▼▼▼

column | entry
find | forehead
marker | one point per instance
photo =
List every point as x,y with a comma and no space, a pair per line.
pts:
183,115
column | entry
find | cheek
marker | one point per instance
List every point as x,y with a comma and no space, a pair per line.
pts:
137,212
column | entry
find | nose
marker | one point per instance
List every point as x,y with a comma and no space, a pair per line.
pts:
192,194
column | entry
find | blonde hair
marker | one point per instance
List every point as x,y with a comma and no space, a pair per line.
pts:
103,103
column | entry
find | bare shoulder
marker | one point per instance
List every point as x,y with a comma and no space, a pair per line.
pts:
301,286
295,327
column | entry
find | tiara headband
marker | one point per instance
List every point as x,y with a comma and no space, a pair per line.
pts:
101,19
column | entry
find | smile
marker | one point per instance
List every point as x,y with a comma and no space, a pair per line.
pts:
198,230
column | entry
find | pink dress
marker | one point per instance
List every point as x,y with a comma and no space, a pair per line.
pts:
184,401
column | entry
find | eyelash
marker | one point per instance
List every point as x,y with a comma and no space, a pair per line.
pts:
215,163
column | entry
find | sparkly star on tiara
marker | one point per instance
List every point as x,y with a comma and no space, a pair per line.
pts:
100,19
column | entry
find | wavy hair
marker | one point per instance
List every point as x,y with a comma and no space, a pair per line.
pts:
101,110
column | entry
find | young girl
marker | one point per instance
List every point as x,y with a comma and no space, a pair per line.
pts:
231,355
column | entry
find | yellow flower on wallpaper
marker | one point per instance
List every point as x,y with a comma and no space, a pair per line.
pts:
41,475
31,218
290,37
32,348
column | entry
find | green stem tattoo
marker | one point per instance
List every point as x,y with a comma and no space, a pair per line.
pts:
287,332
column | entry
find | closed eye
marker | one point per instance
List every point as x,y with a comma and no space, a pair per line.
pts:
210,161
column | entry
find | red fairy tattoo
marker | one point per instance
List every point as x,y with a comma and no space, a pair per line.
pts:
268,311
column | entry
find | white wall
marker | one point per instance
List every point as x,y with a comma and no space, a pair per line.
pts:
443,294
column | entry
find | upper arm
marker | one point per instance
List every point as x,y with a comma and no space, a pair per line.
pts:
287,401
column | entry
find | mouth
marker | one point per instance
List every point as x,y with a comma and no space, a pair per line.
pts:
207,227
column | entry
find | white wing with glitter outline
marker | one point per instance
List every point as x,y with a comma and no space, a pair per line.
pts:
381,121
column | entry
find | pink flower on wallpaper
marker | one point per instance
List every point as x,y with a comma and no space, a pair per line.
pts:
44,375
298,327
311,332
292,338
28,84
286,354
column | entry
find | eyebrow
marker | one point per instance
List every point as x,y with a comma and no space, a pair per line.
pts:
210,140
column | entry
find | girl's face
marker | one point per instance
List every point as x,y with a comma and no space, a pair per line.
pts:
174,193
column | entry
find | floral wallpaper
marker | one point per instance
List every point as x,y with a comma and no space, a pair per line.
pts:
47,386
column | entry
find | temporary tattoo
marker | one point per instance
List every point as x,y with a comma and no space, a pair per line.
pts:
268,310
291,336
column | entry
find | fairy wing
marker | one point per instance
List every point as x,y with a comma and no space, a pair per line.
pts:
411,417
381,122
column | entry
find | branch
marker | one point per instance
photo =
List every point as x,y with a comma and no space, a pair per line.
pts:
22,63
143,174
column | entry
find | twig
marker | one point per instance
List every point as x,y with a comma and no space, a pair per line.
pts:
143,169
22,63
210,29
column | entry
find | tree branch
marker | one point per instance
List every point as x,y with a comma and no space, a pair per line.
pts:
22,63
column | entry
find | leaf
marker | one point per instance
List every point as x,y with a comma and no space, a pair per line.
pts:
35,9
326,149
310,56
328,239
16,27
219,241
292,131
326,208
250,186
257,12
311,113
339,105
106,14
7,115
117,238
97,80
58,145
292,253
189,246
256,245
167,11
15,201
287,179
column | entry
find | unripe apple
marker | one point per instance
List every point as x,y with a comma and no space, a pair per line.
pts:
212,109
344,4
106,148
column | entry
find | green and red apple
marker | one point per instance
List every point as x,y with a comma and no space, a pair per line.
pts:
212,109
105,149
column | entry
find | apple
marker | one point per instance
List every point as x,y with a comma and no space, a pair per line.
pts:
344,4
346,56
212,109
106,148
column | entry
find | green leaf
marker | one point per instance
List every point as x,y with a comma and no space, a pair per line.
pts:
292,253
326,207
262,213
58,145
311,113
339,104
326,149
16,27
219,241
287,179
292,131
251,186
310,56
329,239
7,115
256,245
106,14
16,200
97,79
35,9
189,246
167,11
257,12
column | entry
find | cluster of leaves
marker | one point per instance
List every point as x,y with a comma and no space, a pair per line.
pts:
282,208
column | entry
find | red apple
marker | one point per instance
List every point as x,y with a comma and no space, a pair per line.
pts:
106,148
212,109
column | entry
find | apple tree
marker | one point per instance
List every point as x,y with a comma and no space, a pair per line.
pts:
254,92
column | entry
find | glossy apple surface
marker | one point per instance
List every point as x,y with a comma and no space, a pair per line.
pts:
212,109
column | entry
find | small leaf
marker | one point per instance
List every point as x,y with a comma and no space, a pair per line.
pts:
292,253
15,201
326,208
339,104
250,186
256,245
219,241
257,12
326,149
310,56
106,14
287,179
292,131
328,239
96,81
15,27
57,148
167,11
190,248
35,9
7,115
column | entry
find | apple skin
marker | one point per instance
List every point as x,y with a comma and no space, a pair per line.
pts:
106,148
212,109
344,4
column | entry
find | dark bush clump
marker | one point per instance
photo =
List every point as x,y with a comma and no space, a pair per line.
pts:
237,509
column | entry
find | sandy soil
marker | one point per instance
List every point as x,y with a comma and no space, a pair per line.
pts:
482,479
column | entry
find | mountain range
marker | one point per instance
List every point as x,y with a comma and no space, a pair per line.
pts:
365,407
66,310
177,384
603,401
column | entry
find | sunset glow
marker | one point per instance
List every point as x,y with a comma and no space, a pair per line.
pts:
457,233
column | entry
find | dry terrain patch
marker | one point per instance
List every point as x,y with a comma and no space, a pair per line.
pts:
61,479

▲▲▲

● **Task statement**
Produce an identical printout of the material above.

● **Task result**
column | entry
find | forehead
marker | one point per instance
photo =
List every point as x,y with a comma and no space, a pair per line.
pts:
183,115
column | entry
find | cheek
marker | one point per instance
List every point as x,y with a comma and no space, a pair per line.
pts:
137,212
column | entry
find | nose
marker | one point per instance
List every point as x,y with a comma and no space, a pair per line.
pts:
192,194
column | entry
find | blonde hair
marker | one point per instance
List every point as x,y with a comma and no space, a pair per line.
pts:
103,103
column | entry
find | bare shoulder
marker | one point per instance
List every point as x,y with a comma and no space, a pair per line.
pts:
301,286
295,327
column | entry
find | tiara headband
marker | one point per instance
List every point as x,y with a comma and no space, a pair per line.
pts:
101,19
column | entry
find | smile
marker | one point per instance
List every point as x,y with a comma and no space, a pair per line.
pts:
198,230
column | entry
find | pink dress
marker | one point per instance
List every point as x,y with a comma and no space, a pair per line.
pts:
184,401
column | entry
find | eyelash
marker | one point per instance
List every point as x,y with a comma and no space, a pair per line.
pts:
215,163
column | entry
find | sparkly star on tiara
marker | one point per instance
List every point as x,y with a comma and no space, a pair per line.
pts:
100,19
column | entry
find | wavy hair
marker | one point per instance
List every point as x,y with a comma and no space, a pair per line.
pts:
101,110
column | entry
find | young girl
marker | one point per instance
List every point as x,y with a comma and no space, a pair per line.
pts:
231,355
column | entry
find | yellow flower on wallpaper
marker | one point per instance
List every point as x,y with a comma and no space, a pair per line.
pts:
41,475
31,218
290,37
32,348
column | entry
find | green stem tattoo
marker | one point per instance
List every point as x,y with a comma and no space, a pair per line.
pts:
287,332
column | entry
find | closed eye
marker | one point per instance
List every point as x,y with a comma and no space, a pair per line.
pts:
210,161
column | entry
find | red fairy tattoo
marker | one point per instance
List every point as x,y with a comma and no space, a pair per line.
pts:
268,311
column | entry
find | white wall
marker | one point per instance
List every point as x,y with a comma and no space, a pair per line.
pts:
443,294
column | entry
find | upper arm
marker | one point per instance
List every point as x,y with a comma and no space, a pair per line.
pts:
287,401
column | entry
find | mouth
marker | one point per instance
List every point as x,y with a comma and no space, a pair per line.
pts:
207,227
column | entry
find | white wing with glitter outline
marker | one point per instance
List every point as x,y with a comma and no space, a pair per line.
pts:
381,121
column | entry
find | pink flower on wallpaper
marker | one point per instance
List every point as x,y with a comma and no space, a pair per line.
pts:
44,375
298,327
311,332
292,338
28,84
286,354
column | entry
find | eyebrow
marker | one point per instance
List every point as x,y with a comma and no space, a pair per line.
pts:
210,140
column | entry
find | girl's face
marker | one point per instance
List every point as x,y with a comma and no space, a pair per line.
pts:
174,193
column | entry
find | floral wallpaper
marker | one point per instance
List every point as x,y with a comma and no space, a pair per line.
pts:
47,386
column | entry
find | temporary tattoo
marker | one point per instance
List every point as x,y with a comma and no space, a pair per line.
pts:
268,310
291,336
column | entry
find | fairy wing
marker | one point per instance
List every point as x,y with a comma and no space, a pair per line.
pts:
411,417
381,122
column | entry
find | branch
marker | one point per instance
photo =
List every point as x,y with a comma and no space, a pair per line.
pts:
22,63
143,174
column | entry
find | twig
marker | one point per instance
List every point as x,y with a comma and no space, a pair per line.
pts:
143,169
22,63
210,29
column | entry
find | tree branch
marker | one point per instance
List every point as x,y with a comma and no space, a pair per line.
pts:
22,63
column | entry
find | leaf
marker | one point per instance
List every point as x,y with a comma and no space, a pair per line.
pts:
35,9
326,149
310,56
328,239
16,27
219,241
292,131
326,208
250,186
257,12
311,113
339,105
106,14
7,115
117,238
97,80
58,145
292,253
189,246
256,245
167,11
15,201
287,179
column | entry
find | unripe apple
marker | one point per instance
List every point as x,y with a comma and no space, a pair per line.
pts:
212,109
344,4
106,148
column | entry
find | green and red apple
marker | one point per instance
List every point as x,y with a comma and no space, a pair per line.
pts:
212,109
105,149
column | entry
find | apple
marker | one point per instance
List every point as x,y with a comma and no space, a pair per line.
pts:
344,4
346,56
212,109
106,148
column | entry
find | green leaf
marker | one point per instance
List every point as x,y with a comma and no space, a pair per line.
pts:
292,253
326,207
262,213
58,145
311,113
339,104
326,149
16,27
219,241
287,179
292,131
251,186
310,56
329,239
7,115
256,245
106,14
16,200
97,79
35,9
189,246
167,11
257,12
column | entry
find | cluster of leaves
marker | one point per instance
List every point as x,y with a comma and no space, a pair per line.
pts:
282,208
column | entry
find | red apple
marker | one point per instance
List every point as x,y with a comma and no space, a pair per line.
pts:
106,148
212,109
column | entry
find | apple tree
marker | one point per instance
List every point as x,y with a comma and no space, a pair per line.
pts:
254,92
column | entry
find | glossy apple surface
marker | one point per instance
List every point as x,y with a comma and no space, a pair per line.
pts:
212,109
column | entry
find | small leaf
marker | one point per instance
List every point as x,y with a comma and no space, a pair per line.
pts:
292,253
15,201
326,208
339,104
250,186
256,245
219,241
257,12
326,149
310,56
106,14
287,179
292,131
328,239
96,81
15,27
57,148
167,11
190,248
35,9
7,115
column | entry
find | apple skin
marker | one point per instance
List every point as x,y with a comma and no space, a pair per line.
pts:
106,148
212,109
344,4
column | entry
find | dark bush clump
marker | one point per instance
photo =
List every point as x,y with a comma and no space, a pair per line.
pts:
237,509
column | entry
find | sandy soil
marker | one point per instance
List every point as x,y with a comma and no space, a pair per line.
pts:
482,479
column | entry
find | mountain range
marker | one point per instance
List every point as x,y with a comma and no space, a pair per line.
pts:
365,407
66,310
177,384
603,401
column | entry
find | sunset glow
marker | one point per instance
List every point as x,y with a comma and no space, a pair per line.
pts:
457,233
column | entry
find | dry terrain patch
marker | one point per instance
List every point as x,y with a comma and no space, a pair per line.
pts:
61,479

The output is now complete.